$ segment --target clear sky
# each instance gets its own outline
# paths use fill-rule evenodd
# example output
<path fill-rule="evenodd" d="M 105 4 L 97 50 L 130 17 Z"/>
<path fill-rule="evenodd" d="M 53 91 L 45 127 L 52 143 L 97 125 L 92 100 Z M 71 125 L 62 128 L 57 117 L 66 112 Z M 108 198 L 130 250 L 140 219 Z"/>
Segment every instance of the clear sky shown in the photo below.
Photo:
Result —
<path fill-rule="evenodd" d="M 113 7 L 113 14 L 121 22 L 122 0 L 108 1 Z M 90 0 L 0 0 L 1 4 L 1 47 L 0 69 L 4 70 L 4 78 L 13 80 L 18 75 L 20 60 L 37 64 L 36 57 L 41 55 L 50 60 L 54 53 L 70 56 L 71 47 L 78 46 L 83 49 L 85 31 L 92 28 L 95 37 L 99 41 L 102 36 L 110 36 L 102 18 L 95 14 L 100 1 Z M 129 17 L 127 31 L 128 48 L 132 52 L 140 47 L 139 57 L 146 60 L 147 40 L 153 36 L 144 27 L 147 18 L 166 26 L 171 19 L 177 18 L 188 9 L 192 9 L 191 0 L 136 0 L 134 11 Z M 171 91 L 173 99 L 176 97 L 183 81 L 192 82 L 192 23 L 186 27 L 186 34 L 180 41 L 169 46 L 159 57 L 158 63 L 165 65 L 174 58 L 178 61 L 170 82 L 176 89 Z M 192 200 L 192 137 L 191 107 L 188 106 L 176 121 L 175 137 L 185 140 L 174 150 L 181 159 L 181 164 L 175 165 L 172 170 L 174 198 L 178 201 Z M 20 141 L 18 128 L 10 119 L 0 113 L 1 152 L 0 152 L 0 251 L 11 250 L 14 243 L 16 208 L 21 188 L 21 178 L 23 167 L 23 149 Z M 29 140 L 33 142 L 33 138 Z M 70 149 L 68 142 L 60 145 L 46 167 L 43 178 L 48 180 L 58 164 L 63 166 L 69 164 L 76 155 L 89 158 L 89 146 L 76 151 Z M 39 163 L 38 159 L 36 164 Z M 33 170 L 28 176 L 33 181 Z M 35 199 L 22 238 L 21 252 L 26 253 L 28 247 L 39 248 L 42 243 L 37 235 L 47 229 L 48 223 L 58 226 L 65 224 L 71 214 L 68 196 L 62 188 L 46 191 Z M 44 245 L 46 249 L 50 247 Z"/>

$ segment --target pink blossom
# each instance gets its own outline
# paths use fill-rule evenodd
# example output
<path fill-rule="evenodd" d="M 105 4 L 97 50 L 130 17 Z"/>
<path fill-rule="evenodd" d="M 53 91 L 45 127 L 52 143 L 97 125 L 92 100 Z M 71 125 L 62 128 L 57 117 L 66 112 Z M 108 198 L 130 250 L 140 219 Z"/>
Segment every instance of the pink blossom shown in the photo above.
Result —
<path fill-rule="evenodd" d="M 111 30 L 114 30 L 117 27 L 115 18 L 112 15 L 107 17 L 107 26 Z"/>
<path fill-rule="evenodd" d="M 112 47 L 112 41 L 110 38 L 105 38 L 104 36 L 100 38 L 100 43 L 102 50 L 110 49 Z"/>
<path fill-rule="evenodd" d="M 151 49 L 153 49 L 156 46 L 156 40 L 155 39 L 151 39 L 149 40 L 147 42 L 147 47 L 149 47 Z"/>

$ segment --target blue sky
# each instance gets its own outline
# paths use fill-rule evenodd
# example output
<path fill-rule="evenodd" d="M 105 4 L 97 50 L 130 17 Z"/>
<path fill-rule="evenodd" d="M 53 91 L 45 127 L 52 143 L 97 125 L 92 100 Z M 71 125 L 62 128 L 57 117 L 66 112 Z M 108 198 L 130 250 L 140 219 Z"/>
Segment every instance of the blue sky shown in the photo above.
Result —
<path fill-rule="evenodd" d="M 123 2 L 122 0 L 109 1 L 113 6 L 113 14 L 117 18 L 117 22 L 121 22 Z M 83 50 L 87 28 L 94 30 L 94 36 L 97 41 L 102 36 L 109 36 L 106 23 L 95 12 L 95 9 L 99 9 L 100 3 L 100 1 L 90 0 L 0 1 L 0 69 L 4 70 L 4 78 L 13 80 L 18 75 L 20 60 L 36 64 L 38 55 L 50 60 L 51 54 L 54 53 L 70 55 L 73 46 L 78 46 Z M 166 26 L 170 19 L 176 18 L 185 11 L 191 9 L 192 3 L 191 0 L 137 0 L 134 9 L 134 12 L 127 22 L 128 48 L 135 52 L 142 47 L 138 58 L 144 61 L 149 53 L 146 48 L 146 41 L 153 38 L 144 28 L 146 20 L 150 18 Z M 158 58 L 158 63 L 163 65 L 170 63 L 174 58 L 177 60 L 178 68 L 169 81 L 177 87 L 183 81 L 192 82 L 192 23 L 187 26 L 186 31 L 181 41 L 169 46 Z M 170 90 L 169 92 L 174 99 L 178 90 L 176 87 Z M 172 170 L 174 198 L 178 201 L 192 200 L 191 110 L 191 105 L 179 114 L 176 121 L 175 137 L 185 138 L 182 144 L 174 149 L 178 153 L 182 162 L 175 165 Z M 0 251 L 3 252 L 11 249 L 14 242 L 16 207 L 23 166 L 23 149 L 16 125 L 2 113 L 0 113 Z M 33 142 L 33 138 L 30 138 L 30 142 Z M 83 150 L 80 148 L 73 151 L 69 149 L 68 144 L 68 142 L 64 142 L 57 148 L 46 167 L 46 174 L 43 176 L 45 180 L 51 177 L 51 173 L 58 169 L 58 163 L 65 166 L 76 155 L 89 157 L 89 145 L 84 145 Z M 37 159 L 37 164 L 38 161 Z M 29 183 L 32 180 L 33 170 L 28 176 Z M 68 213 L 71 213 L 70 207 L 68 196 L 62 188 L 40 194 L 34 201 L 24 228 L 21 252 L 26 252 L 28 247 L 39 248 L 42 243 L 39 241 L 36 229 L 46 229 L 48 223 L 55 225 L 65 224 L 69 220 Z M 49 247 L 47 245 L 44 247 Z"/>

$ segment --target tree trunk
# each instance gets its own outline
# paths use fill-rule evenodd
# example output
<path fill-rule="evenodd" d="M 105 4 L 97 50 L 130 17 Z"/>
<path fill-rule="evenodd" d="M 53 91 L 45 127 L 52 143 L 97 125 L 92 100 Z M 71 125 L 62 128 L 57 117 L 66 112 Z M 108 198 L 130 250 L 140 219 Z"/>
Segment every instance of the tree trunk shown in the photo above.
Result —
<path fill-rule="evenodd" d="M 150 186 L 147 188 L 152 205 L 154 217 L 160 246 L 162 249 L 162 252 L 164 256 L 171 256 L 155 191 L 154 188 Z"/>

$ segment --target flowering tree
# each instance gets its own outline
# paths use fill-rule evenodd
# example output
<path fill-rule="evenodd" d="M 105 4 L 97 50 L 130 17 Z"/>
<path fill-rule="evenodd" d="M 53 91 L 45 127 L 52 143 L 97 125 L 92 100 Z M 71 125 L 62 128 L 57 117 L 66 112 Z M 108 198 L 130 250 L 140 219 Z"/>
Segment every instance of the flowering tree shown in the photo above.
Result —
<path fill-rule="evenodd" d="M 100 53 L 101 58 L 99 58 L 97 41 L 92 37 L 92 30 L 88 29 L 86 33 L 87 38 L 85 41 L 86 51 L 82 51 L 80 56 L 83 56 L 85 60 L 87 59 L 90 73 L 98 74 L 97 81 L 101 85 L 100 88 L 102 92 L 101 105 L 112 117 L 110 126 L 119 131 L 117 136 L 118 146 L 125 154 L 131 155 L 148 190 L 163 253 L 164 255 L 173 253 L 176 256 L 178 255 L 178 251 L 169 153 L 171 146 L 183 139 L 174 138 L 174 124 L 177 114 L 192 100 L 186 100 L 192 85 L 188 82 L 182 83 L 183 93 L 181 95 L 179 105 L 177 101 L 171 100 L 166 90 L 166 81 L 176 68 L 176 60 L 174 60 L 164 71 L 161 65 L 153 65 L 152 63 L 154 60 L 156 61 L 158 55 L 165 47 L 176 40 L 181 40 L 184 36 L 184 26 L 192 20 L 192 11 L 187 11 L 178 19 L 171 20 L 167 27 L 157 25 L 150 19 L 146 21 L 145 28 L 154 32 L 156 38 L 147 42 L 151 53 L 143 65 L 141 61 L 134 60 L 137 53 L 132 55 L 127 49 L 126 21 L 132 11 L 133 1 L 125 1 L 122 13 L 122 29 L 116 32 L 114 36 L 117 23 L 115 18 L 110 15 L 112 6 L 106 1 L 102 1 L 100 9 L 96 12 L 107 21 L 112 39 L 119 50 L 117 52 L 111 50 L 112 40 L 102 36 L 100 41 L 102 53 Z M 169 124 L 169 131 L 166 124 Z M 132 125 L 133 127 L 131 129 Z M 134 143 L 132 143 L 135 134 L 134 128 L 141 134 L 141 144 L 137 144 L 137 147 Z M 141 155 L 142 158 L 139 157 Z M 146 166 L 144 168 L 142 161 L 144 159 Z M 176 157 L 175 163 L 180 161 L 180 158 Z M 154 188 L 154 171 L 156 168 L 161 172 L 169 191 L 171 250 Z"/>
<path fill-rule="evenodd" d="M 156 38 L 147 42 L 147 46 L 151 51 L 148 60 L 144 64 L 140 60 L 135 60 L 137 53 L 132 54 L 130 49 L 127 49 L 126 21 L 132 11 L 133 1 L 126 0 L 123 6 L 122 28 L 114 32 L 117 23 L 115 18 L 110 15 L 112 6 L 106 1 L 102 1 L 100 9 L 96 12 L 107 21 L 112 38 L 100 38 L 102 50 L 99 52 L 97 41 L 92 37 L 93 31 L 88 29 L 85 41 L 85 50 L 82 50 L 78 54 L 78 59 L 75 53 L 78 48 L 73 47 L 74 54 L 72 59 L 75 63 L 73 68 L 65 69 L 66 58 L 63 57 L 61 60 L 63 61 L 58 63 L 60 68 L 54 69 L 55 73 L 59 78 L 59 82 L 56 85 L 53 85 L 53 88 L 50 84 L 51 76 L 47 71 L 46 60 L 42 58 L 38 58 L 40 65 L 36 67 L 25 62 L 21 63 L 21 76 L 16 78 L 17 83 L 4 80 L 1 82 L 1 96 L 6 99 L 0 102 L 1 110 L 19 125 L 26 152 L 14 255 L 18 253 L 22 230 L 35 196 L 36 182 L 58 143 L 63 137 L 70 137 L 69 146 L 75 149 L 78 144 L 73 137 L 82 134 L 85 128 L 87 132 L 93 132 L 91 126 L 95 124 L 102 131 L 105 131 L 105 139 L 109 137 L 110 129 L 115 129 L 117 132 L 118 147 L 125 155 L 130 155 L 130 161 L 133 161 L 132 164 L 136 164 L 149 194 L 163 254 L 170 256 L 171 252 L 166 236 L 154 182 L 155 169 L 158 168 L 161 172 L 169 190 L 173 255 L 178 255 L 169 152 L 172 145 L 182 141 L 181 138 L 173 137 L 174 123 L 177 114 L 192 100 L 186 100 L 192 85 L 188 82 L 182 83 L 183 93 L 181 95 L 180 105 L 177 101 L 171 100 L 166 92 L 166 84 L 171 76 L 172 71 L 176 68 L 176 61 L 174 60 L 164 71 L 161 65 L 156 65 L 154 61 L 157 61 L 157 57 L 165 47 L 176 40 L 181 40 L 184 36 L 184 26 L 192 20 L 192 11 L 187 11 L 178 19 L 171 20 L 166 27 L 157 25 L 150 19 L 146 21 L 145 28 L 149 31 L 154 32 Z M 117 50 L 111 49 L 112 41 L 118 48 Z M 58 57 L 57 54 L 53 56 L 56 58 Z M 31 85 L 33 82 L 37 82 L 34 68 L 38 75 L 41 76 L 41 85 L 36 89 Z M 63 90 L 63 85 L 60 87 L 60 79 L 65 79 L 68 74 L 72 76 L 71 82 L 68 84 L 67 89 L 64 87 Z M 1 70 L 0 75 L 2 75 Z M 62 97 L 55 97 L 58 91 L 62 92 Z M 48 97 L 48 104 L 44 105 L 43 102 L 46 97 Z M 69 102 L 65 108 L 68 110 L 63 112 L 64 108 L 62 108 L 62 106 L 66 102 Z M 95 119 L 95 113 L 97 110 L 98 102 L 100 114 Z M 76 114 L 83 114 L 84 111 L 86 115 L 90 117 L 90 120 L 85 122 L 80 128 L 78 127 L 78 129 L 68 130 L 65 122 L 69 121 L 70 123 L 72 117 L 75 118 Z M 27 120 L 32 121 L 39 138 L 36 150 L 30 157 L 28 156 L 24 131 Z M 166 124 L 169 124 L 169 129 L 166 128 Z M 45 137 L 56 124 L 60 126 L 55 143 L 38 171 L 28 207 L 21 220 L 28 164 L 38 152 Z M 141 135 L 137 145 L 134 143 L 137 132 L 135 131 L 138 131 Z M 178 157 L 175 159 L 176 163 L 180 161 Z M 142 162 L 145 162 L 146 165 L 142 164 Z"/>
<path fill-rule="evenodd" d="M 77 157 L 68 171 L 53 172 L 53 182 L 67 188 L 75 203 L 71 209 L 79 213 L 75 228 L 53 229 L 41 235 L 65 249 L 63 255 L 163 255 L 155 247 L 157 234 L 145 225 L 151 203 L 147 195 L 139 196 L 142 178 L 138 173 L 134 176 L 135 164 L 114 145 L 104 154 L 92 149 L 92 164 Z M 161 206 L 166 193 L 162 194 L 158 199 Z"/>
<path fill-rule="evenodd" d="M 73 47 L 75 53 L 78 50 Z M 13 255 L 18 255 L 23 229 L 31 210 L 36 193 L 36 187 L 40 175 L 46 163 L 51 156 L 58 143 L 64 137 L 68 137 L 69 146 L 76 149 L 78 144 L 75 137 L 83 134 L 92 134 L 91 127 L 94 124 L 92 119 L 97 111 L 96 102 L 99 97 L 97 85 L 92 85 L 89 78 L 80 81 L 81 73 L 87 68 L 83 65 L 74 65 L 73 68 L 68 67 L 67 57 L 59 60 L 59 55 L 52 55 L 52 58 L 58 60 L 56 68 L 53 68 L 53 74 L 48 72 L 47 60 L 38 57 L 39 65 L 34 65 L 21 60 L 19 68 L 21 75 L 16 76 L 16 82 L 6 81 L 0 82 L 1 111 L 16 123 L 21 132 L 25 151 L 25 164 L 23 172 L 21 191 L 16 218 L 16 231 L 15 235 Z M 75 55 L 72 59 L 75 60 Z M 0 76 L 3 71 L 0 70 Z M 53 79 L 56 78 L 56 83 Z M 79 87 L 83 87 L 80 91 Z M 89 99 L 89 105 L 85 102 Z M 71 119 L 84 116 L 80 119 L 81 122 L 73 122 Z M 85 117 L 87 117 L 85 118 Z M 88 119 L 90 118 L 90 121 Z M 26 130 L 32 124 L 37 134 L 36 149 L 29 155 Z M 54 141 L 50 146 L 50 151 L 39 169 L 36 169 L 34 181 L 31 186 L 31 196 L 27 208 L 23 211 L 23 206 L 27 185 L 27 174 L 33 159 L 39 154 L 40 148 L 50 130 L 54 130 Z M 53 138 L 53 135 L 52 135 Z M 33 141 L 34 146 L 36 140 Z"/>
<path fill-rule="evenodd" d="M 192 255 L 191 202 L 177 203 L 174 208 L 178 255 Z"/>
★ ★ ★ ★ ★ ★ ★
Prompt »
Find every line in the data above that contains the string "blossom" and copy each of those lines in full.

Exercise result »
$ segment --target pink blossom
Segment every instance of the pink blossom shown in the photo above.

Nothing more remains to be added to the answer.